-- Exercise --
Render every row below as a numbered list, one line per item, with blank lines left out.

* * *

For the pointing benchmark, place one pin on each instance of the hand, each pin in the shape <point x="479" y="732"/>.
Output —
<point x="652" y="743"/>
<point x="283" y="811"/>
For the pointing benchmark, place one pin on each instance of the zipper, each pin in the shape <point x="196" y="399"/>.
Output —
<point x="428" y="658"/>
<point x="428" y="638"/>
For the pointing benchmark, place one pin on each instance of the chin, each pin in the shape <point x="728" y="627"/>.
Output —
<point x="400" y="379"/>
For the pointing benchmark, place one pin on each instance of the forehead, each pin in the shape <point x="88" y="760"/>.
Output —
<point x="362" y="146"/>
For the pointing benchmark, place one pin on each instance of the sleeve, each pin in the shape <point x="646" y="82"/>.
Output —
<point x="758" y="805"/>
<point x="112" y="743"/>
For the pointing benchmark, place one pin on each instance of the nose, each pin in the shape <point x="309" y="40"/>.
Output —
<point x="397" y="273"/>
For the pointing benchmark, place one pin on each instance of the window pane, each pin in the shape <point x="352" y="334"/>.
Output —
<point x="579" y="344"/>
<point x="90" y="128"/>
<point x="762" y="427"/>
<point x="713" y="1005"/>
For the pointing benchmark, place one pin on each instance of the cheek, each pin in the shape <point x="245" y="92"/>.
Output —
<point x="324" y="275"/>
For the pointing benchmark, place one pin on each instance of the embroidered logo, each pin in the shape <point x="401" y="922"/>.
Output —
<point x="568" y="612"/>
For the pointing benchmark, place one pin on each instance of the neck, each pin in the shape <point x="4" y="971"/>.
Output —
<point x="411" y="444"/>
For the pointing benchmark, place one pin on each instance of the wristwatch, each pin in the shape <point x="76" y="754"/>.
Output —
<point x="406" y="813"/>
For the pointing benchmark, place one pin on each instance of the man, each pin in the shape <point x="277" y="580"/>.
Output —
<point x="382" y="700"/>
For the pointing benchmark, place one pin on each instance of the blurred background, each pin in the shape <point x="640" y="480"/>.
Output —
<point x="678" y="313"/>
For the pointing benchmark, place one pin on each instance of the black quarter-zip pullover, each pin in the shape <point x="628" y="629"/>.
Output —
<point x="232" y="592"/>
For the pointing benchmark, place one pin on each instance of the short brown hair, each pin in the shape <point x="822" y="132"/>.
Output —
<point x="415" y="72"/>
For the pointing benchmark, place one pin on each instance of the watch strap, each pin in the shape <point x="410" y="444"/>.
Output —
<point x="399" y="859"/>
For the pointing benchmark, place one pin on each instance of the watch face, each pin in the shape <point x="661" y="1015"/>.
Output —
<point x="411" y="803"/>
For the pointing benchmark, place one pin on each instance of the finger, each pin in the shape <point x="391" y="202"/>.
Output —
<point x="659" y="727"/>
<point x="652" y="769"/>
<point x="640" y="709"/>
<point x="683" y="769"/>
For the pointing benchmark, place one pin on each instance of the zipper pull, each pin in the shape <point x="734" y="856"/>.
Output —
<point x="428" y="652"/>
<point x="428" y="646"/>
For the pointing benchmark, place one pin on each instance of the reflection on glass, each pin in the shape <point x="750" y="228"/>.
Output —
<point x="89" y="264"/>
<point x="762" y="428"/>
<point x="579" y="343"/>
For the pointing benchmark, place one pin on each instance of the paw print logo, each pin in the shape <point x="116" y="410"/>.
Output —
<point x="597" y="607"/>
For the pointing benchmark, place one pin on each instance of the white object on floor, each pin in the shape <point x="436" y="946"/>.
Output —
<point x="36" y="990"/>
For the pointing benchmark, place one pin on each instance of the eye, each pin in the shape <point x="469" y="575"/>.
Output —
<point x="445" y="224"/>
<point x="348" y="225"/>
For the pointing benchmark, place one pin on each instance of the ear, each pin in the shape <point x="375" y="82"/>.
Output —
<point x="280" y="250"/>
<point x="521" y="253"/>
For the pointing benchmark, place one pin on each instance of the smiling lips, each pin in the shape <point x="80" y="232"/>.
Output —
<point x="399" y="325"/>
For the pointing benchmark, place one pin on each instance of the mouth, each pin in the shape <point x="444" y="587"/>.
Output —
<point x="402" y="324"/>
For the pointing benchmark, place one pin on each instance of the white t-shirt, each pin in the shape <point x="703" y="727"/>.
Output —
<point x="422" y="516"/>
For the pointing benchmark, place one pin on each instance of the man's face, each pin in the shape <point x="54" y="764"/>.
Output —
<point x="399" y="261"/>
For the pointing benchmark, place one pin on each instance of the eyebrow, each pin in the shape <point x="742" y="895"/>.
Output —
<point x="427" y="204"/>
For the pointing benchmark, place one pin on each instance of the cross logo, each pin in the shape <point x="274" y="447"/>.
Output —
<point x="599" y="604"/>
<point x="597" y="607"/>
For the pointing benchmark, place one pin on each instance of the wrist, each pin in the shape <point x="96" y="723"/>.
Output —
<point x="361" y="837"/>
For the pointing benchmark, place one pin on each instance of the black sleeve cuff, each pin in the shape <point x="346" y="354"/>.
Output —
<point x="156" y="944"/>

* * *

-- Output for this task --
1. For the pointing benchmark, place one pin on each instance of the hand, each pin in the shape <point x="479" y="732"/>.
2. Output —
3. <point x="652" y="743"/>
4. <point x="283" y="811"/>
5. For the pointing benchmark, place one pin on each instance of the zipper, each pin in the shape <point x="196" y="399"/>.
6. Output —
7. <point x="428" y="658"/>
8. <point x="428" y="638"/>
9. For the pointing benchmark, place one pin on each instance of the chin, each pin in the shape <point x="728" y="627"/>.
10. Output —
11. <point x="400" y="379"/>
12. For the pointing benchmark, place one pin on each instance of the forehead, each pin in the shape <point x="88" y="760"/>.
13. Output —
14. <point x="362" y="146"/>
15. For the pointing benchmark, place one pin on each instance of the sleeve, each pin in the shape <point x="646" y="82"/>.
16. Output —
17. <point x="758" y="805"/>
18. <point x="112" y="743"/>
19. For the pointing benchmark, place one pin on each instance of the nose, each pin in the shape <point x="309" y="40"/>.
20. Output —
21. <point x="397" y="273"/>
22. For the pointing benchmark, place one pin on each instance of the window pane, each pin in the shape <point x="352" y="334"/>.
23. Output —
24. <point x="579" y="344"/>
25. <point x="90" y="128"/>
26. <point x="762" y="427"/>
27. <point x="713" y="1005"/>
28. For the pointing benchmark, place one pin on each instance of the cheek, each pin in the shape <point x="245" y="92"/>.
29. Output —
30. <point x="324" y="275"/>
31. For the pointing benchmark, place one pin on each instance of the embroidered logo, each pin in the shape <point x="401" y="922"/>.
32. Output —
33. <point x="568" y="612"/>
34. For the pointing benchmark, place one pin on each instance of the neck, each pin in the shape <point x="4" y="971"/>.
35. Output —
36. <point x="411" y="444"/>
37. For the pointing benchmark, place one pin on each instance of the wristwatch, each pin in the shape <point x="76" y="754"/>.
38. Output —
39. <point x="406" y="813"/>
40. For the pointing benchmark, place one pin on each instance of the man, each pin in the shape <point x="277" y="580"/>.
41. Output —
42. <point x="382" y="700"/>
43. For the pointing benchmark, place one pin on each instance of the blurred background, each pin in the shape <point x="640" y="480"/>.
44. Output —
45. <point x="678" y="313"/>
46. For the pointing benchmark, place one pin on each instance of the black quarter-zip pullover, each pin in the shape <point x="628" y="629"/>.
47. Output —
48. <point x="232" y="592"/>
49. For the pointing benchmark, place one pin on each instance of the short brown hair, each pin in the shape <point x="822" y="132"/>.
50. Output —
51. <point x="415" y="72"/>
52. For the pointing benchmark, place one pin on each instance of the watch strap, each pin in the shape <point x="410" y="444"/>.
53. Output —
54. <point x="399" y="859"/>
55. For the pointing benchmark, place one pin on each instance of the watch face, each pin in the shape <point x="661" y="1015"/>.
56. Output —
57. <point x="411" y="803"/>
58. For the pointing benchmark, place one pin on each instance of the finger, each pin in the shape <point x="391" y="202"/>.
59. Output —
60. <point x="659" y="727"/>
61. <point x="652" y="769"/>
62. <point x="640" y="709"/>
63. <point x="683" y="769"/>
64. For the pointing benchmark, place one pin on each instance of the zipper pull, each pin in the shape <point x="734" y="856"/>.
65. Output —
66. <point x="428" y="652"/>
67. <point x="428" y="646"/>
68. For the pointing benchmark, place one pin on each instance of the reflection on glass, each pin in the shape <point x="750" y="228"/>.
69. Output —
70. <point x="89" y="264"/>
71. <point x="762" y="428"/>
72. <point x="579" y="343"/>
73. For the pointing benchmark, place one pin on each instance of the paw print logo, each pin in the shape <point x="116" y="410"/>.
74. Output —
75. <point x="597" y="607"/>
76. For the pointing benchmark, place one pin on each instance of the white object on floor, each pin in the shape <point x="436" y="946"/>.
77. Output —
78. <point x="36" y="990"/>
79. For the pointing benchmark, place one pin on each instance of the eye, each pin in the shape <point x="469" y="575"/>.
80. Output —
81. <point x="445" y="224"/>
82. <point x="348" y="225"/>
83. For the pointing benchmark, place one pin on each instance of the ear, each pin in the shape <point x="375" y="82"/>.
84. Output —
85. <point x="280" y="250"/>
86. <point x="521" y="253"/>
87. For the pointing benchmark, place one pin on each instance of the smiling lips, each pin in the shape <point x="80" y="232"/>.
88. Output —
89. <point x="399" y="325"/>
90. For the pointing benchmark, place one pin on each instance of the mouth, each pin in the shape <point x="444" y="587"/>.
91. Output —
92. <point x="402" y="324"/>
93. For the pointing benchmark, place one pin on each instance of the white t-shirt, each pin in the shape <point x="703" y="727"/>.
94. Output —
95. <point x="422" y="516"/>
96. For the pointing benchmark, place one pin on each instance of the man's face, each pin in the shape <point x="54" y="764"/>.
97. Output —
98. <point x="399" y="261"/>
99. For the pointing benchmark, place one pin on each instance of the eyebrow, each pin in the shape <point x="742" y="895"/>.
100. Output —
101. <point x="427" y="204"/>
102. For the pointing benchmark, place one pin on each instance of the cross logo, each pin in the shape <point x="274" y="447"/>.
103. Output —
104. <point x="599" y="604"/>
105. <point x="597" y="607"/>
106. For the pointing benchmark, place one pin on each instance of the wrist, each pin in the shape <point x="96" y="723"/>.
107. Output —
108. <point x="361" y="837"/>
109. For the pointing benchmark, place one pin on each instance of the black sleeve cuff, each pin in the shape <point x="346" y="354"/>.
110. Output —
111. <point x="156" y="944"/>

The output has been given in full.